WHAT NEEDS TO BE DONE: Copy each entry below exactly as it reads.

┌──

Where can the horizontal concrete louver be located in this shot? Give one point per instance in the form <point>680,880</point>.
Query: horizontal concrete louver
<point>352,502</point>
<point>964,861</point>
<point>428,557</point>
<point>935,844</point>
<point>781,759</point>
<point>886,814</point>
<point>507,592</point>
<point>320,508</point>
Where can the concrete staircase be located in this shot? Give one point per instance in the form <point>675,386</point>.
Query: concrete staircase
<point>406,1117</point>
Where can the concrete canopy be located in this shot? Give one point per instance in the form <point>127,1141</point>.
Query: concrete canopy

└──

ANSWER SECTION:
Where can the horizontal concrete louver be located in this shot? Give one point per instance in the form <point>680,880</point>.
Query: horizontal concrete louver
<point>352,502</point>
<point>964,861</point>
<point>428,557</point>
<point>935,844</point>
<point>781,759</point>
<point>886,814</point>
<point>507,592</point>
<point>320,508</point>
Where can the concrete staircase be located in this shot? Give one point per instance in the form <point>675,386</point>.
Query: concrete staircase
<point>406,1117</point>
Where can the concrete canopy be located in this shot? Give one point per instance in the form <point>127,1141</point>.
Query: concrete canopy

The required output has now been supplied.